----- SOURCE DATA

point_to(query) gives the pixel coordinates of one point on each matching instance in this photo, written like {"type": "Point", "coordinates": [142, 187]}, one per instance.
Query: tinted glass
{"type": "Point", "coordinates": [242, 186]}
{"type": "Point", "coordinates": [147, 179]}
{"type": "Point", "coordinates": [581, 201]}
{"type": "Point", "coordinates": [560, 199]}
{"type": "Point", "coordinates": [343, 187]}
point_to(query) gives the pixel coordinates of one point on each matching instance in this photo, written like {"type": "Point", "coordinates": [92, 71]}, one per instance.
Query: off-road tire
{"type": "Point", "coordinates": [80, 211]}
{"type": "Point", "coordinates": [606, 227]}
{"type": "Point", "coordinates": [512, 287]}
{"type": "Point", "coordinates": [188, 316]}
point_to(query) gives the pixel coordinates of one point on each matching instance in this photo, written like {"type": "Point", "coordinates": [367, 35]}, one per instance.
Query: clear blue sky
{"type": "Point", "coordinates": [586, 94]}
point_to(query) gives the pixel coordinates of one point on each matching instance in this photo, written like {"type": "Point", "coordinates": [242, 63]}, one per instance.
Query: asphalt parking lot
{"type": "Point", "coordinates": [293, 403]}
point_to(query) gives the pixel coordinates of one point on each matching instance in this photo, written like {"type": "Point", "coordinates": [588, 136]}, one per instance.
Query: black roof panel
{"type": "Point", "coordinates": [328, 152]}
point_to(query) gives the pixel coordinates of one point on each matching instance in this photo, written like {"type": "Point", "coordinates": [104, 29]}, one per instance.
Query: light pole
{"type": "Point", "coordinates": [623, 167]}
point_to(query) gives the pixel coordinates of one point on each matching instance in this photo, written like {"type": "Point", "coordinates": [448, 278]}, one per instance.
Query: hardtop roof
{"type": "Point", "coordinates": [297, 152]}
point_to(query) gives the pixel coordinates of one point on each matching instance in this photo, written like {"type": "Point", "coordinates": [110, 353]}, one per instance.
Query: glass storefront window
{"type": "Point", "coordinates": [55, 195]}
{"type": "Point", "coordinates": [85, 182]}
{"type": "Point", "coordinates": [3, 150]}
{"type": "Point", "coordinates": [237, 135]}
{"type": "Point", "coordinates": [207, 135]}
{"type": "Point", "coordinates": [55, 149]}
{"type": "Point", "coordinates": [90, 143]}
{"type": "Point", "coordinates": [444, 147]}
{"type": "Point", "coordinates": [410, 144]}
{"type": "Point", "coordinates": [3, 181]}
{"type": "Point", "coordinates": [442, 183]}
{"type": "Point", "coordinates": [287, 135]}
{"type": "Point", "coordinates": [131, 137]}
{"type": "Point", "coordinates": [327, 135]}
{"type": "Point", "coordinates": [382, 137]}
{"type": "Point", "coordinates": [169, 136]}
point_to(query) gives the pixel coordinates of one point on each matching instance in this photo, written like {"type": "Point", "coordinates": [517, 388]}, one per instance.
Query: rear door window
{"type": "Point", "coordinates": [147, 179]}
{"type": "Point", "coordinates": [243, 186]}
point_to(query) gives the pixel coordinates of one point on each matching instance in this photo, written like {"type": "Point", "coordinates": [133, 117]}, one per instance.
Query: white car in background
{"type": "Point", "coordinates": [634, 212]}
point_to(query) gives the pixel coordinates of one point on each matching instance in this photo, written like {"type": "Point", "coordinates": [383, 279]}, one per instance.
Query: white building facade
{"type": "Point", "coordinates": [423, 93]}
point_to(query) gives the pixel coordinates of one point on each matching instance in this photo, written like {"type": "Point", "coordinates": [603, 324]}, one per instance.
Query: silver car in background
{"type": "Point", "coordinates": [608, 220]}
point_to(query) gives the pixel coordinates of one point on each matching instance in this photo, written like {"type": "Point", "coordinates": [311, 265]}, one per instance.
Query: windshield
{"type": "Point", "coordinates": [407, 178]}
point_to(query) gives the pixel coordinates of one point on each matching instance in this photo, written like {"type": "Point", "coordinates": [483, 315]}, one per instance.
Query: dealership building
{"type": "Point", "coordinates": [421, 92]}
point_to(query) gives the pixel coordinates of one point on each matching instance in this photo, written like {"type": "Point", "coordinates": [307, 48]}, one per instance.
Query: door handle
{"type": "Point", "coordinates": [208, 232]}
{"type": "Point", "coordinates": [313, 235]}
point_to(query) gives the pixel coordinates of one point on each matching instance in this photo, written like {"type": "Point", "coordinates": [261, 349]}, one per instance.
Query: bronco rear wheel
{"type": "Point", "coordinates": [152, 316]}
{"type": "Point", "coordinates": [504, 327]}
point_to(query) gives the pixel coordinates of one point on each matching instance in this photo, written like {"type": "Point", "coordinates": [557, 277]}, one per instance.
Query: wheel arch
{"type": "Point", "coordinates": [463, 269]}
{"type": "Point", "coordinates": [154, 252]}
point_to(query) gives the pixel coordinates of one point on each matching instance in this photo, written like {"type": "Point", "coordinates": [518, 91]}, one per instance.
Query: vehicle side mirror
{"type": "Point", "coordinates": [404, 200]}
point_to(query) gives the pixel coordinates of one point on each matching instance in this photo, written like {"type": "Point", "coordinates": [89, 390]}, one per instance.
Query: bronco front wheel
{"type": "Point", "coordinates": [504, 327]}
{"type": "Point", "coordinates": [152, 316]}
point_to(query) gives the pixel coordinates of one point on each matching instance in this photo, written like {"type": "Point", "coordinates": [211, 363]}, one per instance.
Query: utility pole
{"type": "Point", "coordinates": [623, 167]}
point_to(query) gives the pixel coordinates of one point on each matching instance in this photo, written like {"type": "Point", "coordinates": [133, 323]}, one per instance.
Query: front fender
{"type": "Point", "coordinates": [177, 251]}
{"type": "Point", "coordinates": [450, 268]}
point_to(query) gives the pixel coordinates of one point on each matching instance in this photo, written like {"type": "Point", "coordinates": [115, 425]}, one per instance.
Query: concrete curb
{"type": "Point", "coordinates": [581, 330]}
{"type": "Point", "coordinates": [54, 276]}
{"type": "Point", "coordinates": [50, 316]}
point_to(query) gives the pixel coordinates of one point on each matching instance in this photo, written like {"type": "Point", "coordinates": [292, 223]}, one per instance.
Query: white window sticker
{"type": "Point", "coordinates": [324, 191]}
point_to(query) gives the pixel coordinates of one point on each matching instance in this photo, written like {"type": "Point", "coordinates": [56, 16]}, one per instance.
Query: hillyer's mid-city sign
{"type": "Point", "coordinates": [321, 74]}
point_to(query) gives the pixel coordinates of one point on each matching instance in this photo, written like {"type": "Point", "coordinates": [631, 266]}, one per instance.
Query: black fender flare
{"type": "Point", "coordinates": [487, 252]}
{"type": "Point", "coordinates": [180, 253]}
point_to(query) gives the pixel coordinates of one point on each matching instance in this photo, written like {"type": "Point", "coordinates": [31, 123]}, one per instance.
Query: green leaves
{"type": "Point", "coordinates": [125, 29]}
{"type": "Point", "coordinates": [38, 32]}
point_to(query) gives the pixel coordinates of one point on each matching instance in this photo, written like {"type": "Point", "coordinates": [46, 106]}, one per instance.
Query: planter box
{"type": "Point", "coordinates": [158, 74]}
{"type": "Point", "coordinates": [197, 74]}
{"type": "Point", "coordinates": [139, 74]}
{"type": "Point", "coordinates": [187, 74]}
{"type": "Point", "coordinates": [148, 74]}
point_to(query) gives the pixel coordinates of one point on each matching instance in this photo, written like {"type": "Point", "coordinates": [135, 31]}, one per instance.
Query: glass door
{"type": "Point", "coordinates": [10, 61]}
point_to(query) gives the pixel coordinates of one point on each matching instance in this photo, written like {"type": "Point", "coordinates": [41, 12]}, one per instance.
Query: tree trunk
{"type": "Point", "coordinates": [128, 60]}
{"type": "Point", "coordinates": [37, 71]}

----------

#### HOW TO COMPLETE THIS TASK
Restate the records word for word, keeping every line.

#### SOLUTION TO THIS PROBLEM
point_to(query) gives the pixel coordinates of one point on each matching instance in this photo, written like {"type": "Point", "coordinates": [142, 187]}, one per instance.
Query: tinted glass
{"type": "Point", "coordinates": [242, 186]}
{"type": "Point", "coordinates": [147, 179]}
{"type": "Point", "coordinates": [581, 201]}
{"type": "Point", "coordinates": [560, 199]}
{"type": "Point", "coordinates": [343, 187]}
point_to(query) gives the pixel coordinates of one point on each matching instance in this photo, written like {"type": "Point", "coordinates": [92, 71]}, one per instance.
Query: off-road tire
{"type": "Point", "coordinates": [80, 211]}
{"type": "Point", "coordinates": [606, 227]}
{"type": "Point", "coordinates": [512, 287]}
{"type": "Point", "coordinates": [188, 316]}
point_to(query) gives the pixel coordinates of one point on each matching instance in this photo, written like {"type": "Point", "coordinates": [367, 35]}, one per instance.
Query: clear blue sky
{"type": "Point", "coordinates": [586, 94]}
point_to(query) gives the pixel coordinates of one point on each matching instance in this photo, written like {"type": "Point", "coordinates": [242, 63]}, one per instance.
Query: asphalt parking lot
{"type": "Point", "coordinates": [293, 403]}
point_to(query) gives the pixel coordinates of one point on each matching instance in this photo, written like {"type": "Point", "coordinates": [588, 136]}, one per instance.
Query: black roof panel
{"type": "Point", "coordinates": [328, 152]}
point_to(query) gives the pixel coordinates of one point on each matching instance in this photo, written like {"type": "Point", "coordinates": [104, 29]}, one per instance.
Query: light pole
{"type": "Point", "coordinates": [623, 167]}
point_to(query) gives the pixel coordinates of one point on each matching instance in this photo, written like {"type": "Point", "coordinates": [448, 278]}, one per instance.
Query: hardtop roof
{"type": "Point", "coordinates": [297, 152]}
point_to(query) gives the pixel coordinates of one point on each matching instance in this photo, written like {"type": "Point", "coordinates": [110, 353]}, one per instance.
Query: glass storefront window
{"type": "Point", "coordinates": [55, 195]}
{"type": "Point", "coordinates": [85, 182]}
{"type": "Point", "coordinates": [3, 150]}
{"type": "Point", "coordinates": [237, 135]}
{"type": "Point", "coordinates": [207, 135]}
{"type": "Point", "coordinates": [55, 149]}
{"type": "Point", "coordinates": [90, 143]}
{"type": "Point", "coordinates": [444, 147]}
{"type": "Point", "coordinates": [410, 144]}
{"type": "Point", "coordinates": [3, 181]}
{"type": "Point", "coordinates": [442, 183]}
{"type": "Point", "coordinates": [287, 135]}
{"type": "Point", "coordinates": [131, 137]}
{"type": "Point", "coordinates": [327, 135]}
{"type": "Point", "coordinates": [382, 137]}
{"type": "Point", "coordinates": [169, 136]}
point_to(query) gives the pixel coordinates of one point on each matching instance in this photo, written like {"type": "Point", "coordinates": [517, 388]}, one per instance.
Query: rear door window
{"type": "Point", "coordinates": [147, 179]}
{"type": "Point", "coordinates": [243, 186]}
point_to(query) gives the pixel coordinates of one point on each matching instance in this photo, written like {"type": "Point", "coordinates": [133, 117]}, one per instance.
Query: white car in background
{"type": "Point", "coordinates": [634, 212]}
point_to(query) gives the pixel coordinates of one point on each matching instance in this photo, written like {"type": "Point", "coordinates": [383, 279]}, one per instance.
Query: white building facade
{"type": "Point", "coordinates": [423, 93]}
point_to(query) gives the pixel coordinates of one point on each matching instance in this photo, written like {"type": "Point", "coordinates": [603, 324]}, one per instance.
Query: silver car in background
{"type": "Point", "coordinates": [608, 220]}
point_to(query) gives the pixel coordinates of one point on each matching instance in this photo, written like {"type": "Point", "coordinates": [311, 265]}, one per instance.
Query: windshield
{"type": "Point", "coordinates": [407, 178]}
point_to(query) gives the pixel coordinates of one point on each matching instance in this photo, written like {"type": "Point", "coordinates": [483, 315]}, one per instance.
Query: dealership building
{"type": "Point", "coordinates": [421, 92]}
point_to(query) gives the pixel coordinates of one point on each matching instance in this photo, written like {"type": "Point", "coordinates": [307, 48]}, one per instance.
Query: door handle
{"type": "Point", "coordinates": [208, 232]}
{"type": "Point", "coordinates": [313, 235]}
point_to(query) gives the pixel coordinates of one point on each matching instance in this photo, written like {"type": "Point", "coordinates": [261, 349]}, one per instance.
Query: bronco rear wheel
{"type": "Point", "coordinates": [152, 316]}
{"type": "Point", "coordinates": [504, 327]}
point_to(query) gives the pixel coordinates of one point on each matching instance in this photo, written like {"type": "Point", "coordinates": [557, 277]}, one per instance.
Query: wheel arch
{"type": "Point", "coordinates": [463, 269]}
{"type": "Point", "coordinates": [154, 252]}
point_to(query) gives the pixel coordinates of one point on each matching instance in this photo, written like {"type": "Point", "coordinates": [518, 91]}, one per instance.
Query: vehicle side mirror
{"type": "Point", "coordinates": [404, 200]}
point_to(query) gives the pixel coordinates of one point on each matching instance in this photo, written like {"type": "Point", "coordinates": [89, 390]}, one per instance.
Query: bronco front wheel
{"type": "Point", "coordinates": [504, 327]}
{"type": "Point", "coordinates": [152, 316]}
point_to(query) gives the pixel coordinates of one point on each matching instance in this photo, written like {"type": "Point", "coordinates": [211, 363]}, one per instance.
Query: utility pole
{"type": "Point", "coordinates": [623, 167]}
point_to(query) gives the pixel coordinates of one point on each matching instance in this photo, written like {"type": "Point", "coordinates": [133, 323]}, one per instance.
Query: front fender
{"type": "Point", "coordinates": [177, 251]}
{"type": "Point", "coordinates": [450, 268]}
point_to(query) gives the pixel coordinates of one point on each matching instance in this photo, written like {"type": "Point", "coordinates": [115, 425]}, one per instance.
Query: concrete curb
{"type": "Point", "coordinates": [581, 330]}
{"type": "Point", "coordinates": [54, 276]}
{"type": "Point", "coordinates": [50, 316]}
point_to(query) gives the pixel coordinates of one point on each matching instance in this photo, written like {"type": "Point", "coordinates": [292, 223]}, one per instance.
Query: white window sticker
{"type": "Point", "coordinates": [324, 191]}
point_to(query) gives the pixel coordinates of one point on each matching instance in this photo, written like {"type": "Point", "coordinates": [56, 16]}, one per instance.
Query: hillyer's mid-city sign
{"type": "Point", "coordinates": [321, 74]}
point_to(query) gives the pixel coordinates of one point on each matching instance in this photo, written like {"type": "Point", "coordinates": [631, 266]}, one per instance.
Query: black fender flare
{"type": "Point", "coordinates": [487, 252]}
{"type": "Point", "coordinates": [180, 253]}
point_to(query) gives the pixel coordinates of one point on each matching instance in this photo, written like {"type": "Point", "coordinates": [31, 123]}, one per instance.
Query: green leaves
{"type": "Point", "coordinates": [125, 29]}
{"type": "Point", "coordinates": [38, 32]}
point_to(query) gives the pixel coordinates of one point on each matching instance in this photo, written like {"type": "Point", "coordinates": [46, 106]}, one per instance.
Query: planter box
{"type": "Point", "coordinates": [158, 74]}
{"type": "Point", "coordinates": [197, 74]}
{"type": "Point", "coordinates": [139, 74]}
{"type": "Point", "coordinates": [187, 74]}
{"type": "Point", "coordinates": [148, 74]}
point_to(query) gives the pixel coordinates of one point on each matching instance in this photo, written like {"type": "Point", "coordinates": [135, 31]}, one per instance.
Query: glass door
{"type": "Point", "coordinates": [10, 61]}
point_to(query) gives the pixel coordinates of one point on each matching instance in this photo, written like {"type": "Point", "coordinates": [41, 12]}, one per instance.
Query: tree trunk
{"type": "Point", "coordinates": [128, 60]}
{"type": "Point", "coordinates": [37, 71]}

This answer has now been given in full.